▶ **SUPPLIED PASSAGE**:
———
I’m sitting in class. It’s Thursday morning at 8:30am and I’d rather be anywhere than in a two-hour lecture for general chemistry. Finals are in two weeks. I look down at the notebook in front of me and wonder when I learned to write in hieroglyphs. I’m so frustrated. Somewhere in the back of my mind I know that no matter what I write down it isn’t going to make any sense. I’m defeated. I’m frustrated to say the least. It’s 8:30am in the morning and I’m ready to cry.
My third semester in college was the hardest semester I have ever had. I love college, everything about it, from the two hundred and forty-seven person lecture halls to the personable ten student labs. There are so many personalities and people and opportunities to learn. I was the kind of student that hated high school but knew that I wanted more out of life and in order for me to get what I wanted I needed higher education. So I applied to my local university. The day I got my acceptance letter was one of the happiest days of my life. And the first year went so smoothly that I wondered why I hated high school so much.
The first semester of my second year started off smoothly and even by the end of the drop date I was still going strong. It was harder than the first year, no doubt about that. But I was still so enamored by everything that I tried to ignore the bumps. Except a person can't ignore a bump when it’s a general education class that they need to move on to any other class in their degree path. For me, that class was General Chemistry. I went to lecture. I sat and pounded my head with my notebook and then my textbook, begging myself to make sense of anything my professor was saying. And when that obliviously didn’t work, I geared up. I went to office hours and asked my professor specific questions. I took what he said and my notes and went to group study. When that didn’t help I went to private study offered at the university. The other students tried to help explain things to me as best as they could but even then, by the end of the second month, when I had become a familiar face to just about every tutor in the Chemistry student aid center, I could see them wince when something they had explained seventeen different ways would just go wooshing past me.
At my wits end, I hired my own private tutor. Such a sweet, patient guy that spent hours working over problems I sent him and then helping me step by step to figure them out. Even though I was paying him, he became a friend over the weeks we worked together and by the time finals rolled around he outwardly cringed because there was nothing left he could teach me that would help me survive.
I finished the class with an 'F.' It was the first F letter grade I had ever received. I had also never tried so hard and cried so much over a class. With all the effort I had put into the class, I was trying to figure out how it could have ended so badly, and I was trying to figure out what could I learn from it. The lesson was clear as soon as I looked past the anger.
Sometimes you can give everything you’ve got and it won’t be enough. And that’s okay.
Even though I failed the class, I showed myself just how hard I could push myself for my goals. And that was the important lesson from it all. That if you want something, anything, you have to be willing to push yourself with everything you’ve got. You have to be willing to go outside your comfort zone. There are going to be tears and anger and frustration. By the end of it all, hopefully you get what you’ve been working towards. But it if it doesn’t end up working out and you end up falling on your face, look back at all the effort you’ve put forth and be humbled.
I walked away from the semester and from the Chemistry department with my head hung low. But I knew that I still wanted to go to college. I would just need to take a step back and figure out what else I could do to better prepare myself the next time I took Chemistry. And one day I will go back and I will kick booty in the class because I will be far better prepared and I will know that I can push myself farther than I ever thought possible. That's the lesson I learned.
———
▶ **DATA TO EXAMINE**:

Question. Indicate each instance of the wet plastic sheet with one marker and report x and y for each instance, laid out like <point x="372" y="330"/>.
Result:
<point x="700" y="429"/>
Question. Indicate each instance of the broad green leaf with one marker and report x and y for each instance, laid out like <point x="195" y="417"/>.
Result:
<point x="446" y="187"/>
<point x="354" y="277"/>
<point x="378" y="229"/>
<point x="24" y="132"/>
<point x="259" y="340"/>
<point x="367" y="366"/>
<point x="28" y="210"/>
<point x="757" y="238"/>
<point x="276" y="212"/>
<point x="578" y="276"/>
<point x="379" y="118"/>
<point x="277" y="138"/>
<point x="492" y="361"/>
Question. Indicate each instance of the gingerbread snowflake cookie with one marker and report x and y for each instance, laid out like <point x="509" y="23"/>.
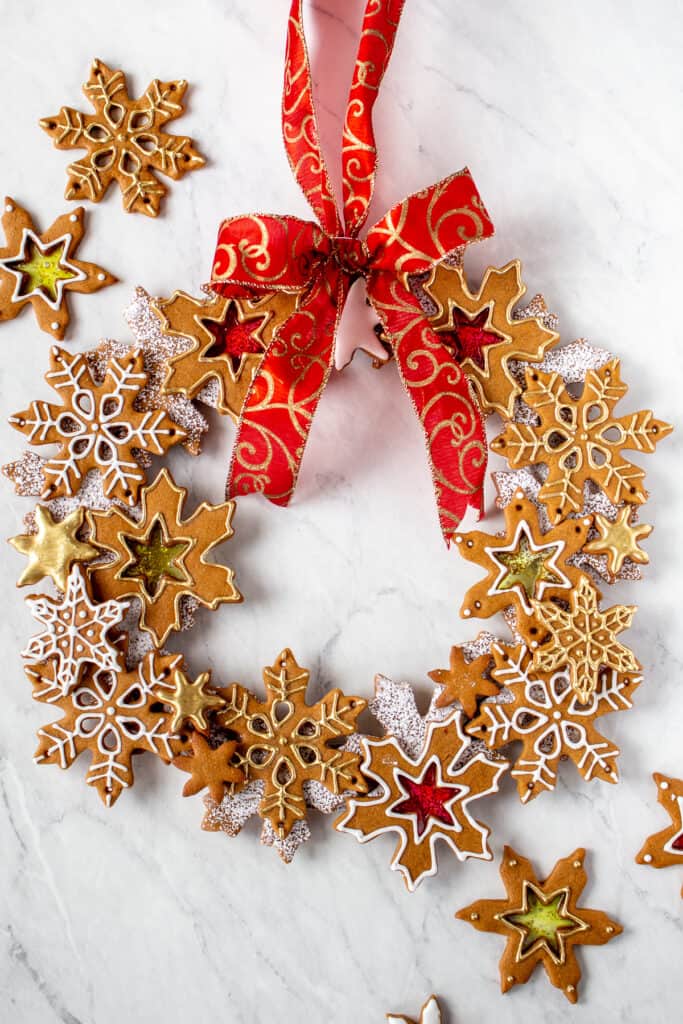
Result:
<point x="542" y="922"/>
<point x="423" y="778"/>
<point x="75" y="633"/>
<point x="40" y="268"/>
<point x="666" y="847"/>
<point x="125" y="140"/>
<point x="96" y="426"/>
<point x="547" y="717"/>
<point x="581" y="439"/>
<point x="294" y="756"/>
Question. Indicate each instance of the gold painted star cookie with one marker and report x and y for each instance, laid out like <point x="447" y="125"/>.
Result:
<point x="124" y="139"/>
<point x="542" y="922"/>
<point x="41" y="268"/>
<point x="666" y="848"/>
<point x="190" y="700"/>
<point x="228" y="338"/>
<point x="620" y="540"/>
<point x="210" y="767"/>
<point x="160" y="557"/>
<point x="53" y="548"/>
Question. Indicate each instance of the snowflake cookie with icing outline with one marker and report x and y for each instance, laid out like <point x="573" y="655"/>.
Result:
<point x="547" y="716"/>
<point x="75" y="633"/>
<point x="124" y="140"/>
<point x="96" y="426"/>
<point x="666" y="847"/>
<point x="114" y="715"/>
<point x="584" y="639"/>
<point x="41" y="268"/>
<point x="421" y="788"/>
<point x="542" y="922"/>
<point x="284" y="742"/>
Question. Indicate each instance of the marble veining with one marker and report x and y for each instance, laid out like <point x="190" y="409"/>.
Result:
<point x="568" y="117"/>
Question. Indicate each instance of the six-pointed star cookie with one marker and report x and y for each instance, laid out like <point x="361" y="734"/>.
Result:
<point x="53" y="548"/>
<point x="41" y="267"/>
<point x="542" y="922"/>
<point x="523" y="565"/>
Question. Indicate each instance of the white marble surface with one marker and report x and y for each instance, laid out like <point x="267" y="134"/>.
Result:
<point x="568" y="116"/>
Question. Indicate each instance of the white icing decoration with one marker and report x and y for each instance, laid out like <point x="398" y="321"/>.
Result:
<point x="75" y="632"/>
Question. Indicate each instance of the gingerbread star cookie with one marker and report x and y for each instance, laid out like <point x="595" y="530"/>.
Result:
<point x="466" y="681"/>
<point x="523" y="565"/>
<point x="161" y="557"/>
<point x="228" y="338"/>
<point x="542" y="922"/>
<point x="211" y="767"/>
<point x="190" y="700"/>
<point x="423" y="796"/>
<point x="482" y="332"/>
<point x="41" y="268"/>
<point x="620" y="540"/>
<point x="666" y="847"/>
<point x="96" y="426"/>
<point x="546" y="715"/>
<point x="581" y="439"/>
<point x="125" y="140"/>
<point x="53" y="549"/>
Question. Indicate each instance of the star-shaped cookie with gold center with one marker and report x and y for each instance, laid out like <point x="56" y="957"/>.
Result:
<point x="40" y="268"/>
<point x="542" y="922"/>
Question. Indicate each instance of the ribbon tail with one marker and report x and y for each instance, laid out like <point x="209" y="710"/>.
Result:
<point x="451" y="419"/>
<point x="283" y="398"/>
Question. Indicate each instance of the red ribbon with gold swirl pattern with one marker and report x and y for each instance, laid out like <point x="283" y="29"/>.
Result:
<point x="319" y="261"/>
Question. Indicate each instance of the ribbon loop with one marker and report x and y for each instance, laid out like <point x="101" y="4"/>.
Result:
<point x="319" y="261"/>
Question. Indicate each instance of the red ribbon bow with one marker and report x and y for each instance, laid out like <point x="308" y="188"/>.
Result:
<point x="319" y="261"/>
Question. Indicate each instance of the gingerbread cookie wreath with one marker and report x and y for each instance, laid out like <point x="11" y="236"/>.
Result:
<point x="131" y="565"/>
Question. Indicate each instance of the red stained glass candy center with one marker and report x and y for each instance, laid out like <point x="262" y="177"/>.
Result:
<point x="426" y="799"/>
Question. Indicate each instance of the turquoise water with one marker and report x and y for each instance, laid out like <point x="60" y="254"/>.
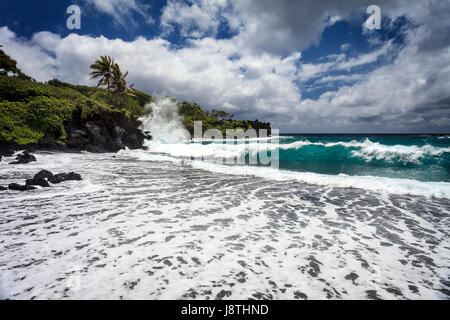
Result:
<point x="418" y="157"/>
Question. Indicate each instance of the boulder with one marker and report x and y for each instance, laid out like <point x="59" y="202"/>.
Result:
<point x="43" y="174"/>
<point x="60" y="177"/>
<point x="19" y="187"/>
<point x="23" y="158"/>
<point x="37" y="182"/>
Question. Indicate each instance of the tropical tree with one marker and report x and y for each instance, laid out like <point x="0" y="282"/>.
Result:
<point x="103" y="68"/>
<point x="119" y="84"/>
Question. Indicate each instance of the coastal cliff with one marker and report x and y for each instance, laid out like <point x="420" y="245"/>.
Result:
<point x="62" y="116"/>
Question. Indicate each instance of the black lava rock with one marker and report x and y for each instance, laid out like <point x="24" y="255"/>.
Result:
<point x="19" y="187"/>
<point x="60" y="177"/>
<point x="37" y="182"/>
<point x="23" y="158"/>
<point x="43" y="174"/>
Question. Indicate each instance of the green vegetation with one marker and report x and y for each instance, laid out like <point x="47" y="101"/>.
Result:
<point x="112" y="77"/>
<point x="31" y="110"/>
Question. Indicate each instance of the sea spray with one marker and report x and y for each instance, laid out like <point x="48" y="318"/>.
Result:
<point x="164" y="122"/>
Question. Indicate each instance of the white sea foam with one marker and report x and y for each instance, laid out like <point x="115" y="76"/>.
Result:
<point x="377" y="184"/>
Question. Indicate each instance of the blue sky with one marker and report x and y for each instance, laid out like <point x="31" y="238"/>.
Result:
<point x="305" y="66"/>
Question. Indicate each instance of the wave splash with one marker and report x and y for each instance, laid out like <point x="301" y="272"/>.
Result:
<point x="164" y="122"/>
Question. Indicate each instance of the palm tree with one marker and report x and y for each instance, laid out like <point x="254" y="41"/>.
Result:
<point x="119" y="84"/>
<point x="103" y="68"/>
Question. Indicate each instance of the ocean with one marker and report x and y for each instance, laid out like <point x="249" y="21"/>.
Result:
<point x="344" y="217"/>
<point x="338" y="217"/>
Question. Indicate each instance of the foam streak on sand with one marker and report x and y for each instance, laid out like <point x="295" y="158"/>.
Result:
<point x="158" y="229"/>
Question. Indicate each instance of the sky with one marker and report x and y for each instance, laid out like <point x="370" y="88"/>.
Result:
<point x="305" y="66"/>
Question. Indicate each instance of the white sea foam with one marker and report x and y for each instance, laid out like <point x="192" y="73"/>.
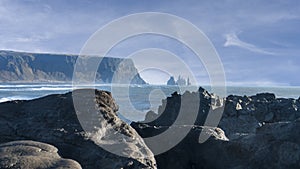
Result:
<point x="5" y="99"/>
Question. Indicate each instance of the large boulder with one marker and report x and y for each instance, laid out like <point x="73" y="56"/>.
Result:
<point x="33" y="155"/>
<point x="93" y="135"/>
<point x="262" y="131"/>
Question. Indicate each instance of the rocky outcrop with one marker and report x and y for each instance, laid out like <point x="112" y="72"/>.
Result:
<point x="244" y="114"/>
<point x="261" y="132"/>
<point x="33" y="155"/>
<point x="53" y="120"/>
<point x="33" y="67"/>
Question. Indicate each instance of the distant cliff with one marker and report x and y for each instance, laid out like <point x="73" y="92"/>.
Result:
<point x="34" y="67"/>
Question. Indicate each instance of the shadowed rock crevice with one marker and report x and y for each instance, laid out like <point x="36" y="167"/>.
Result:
<point x="262" y="131"/>
<point x="53" y="120"/>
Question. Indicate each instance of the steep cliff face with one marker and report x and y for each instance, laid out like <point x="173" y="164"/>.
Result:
<point x="26" y="67"/>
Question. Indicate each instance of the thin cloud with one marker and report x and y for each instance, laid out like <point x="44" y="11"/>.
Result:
<point x="233" y="40"/>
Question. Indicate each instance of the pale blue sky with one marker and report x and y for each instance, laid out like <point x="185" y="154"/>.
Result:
<point x="258" y="41"/>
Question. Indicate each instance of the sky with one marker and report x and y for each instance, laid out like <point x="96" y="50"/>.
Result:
<point x="258" y="42"/>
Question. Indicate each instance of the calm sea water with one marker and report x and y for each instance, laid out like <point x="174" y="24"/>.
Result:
<point x="134" y="101"/>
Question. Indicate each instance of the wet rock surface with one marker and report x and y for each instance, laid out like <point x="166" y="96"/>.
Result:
<point x="53" y="120"/>
<point x="33" y="155"/>
<point x="259" y="131"/>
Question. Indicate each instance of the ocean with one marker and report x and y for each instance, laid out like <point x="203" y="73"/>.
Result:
<point x="134" y="101"/>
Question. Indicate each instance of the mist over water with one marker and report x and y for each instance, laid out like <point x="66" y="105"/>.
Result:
<point x="134" y="101"/>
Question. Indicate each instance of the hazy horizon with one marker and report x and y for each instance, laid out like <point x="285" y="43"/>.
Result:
<point x="257" y="42"/>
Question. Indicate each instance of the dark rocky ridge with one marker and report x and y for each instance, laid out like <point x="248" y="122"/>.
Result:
<point x="262" y="131"/>
<point x="30" y="154"/>
<point x="53" y="120"/>
<point x="33" y="67"/>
———
▶ **WORK ORDER**:
From the essay about failing General Chemistry, list in order each form of help the narrator turned to outside of lecture.

▶ **EXERCISE RESULT**:
1. Office hours with the professor
2. Group study
3. Private study offered at the university
4. A private tutor the narrator hired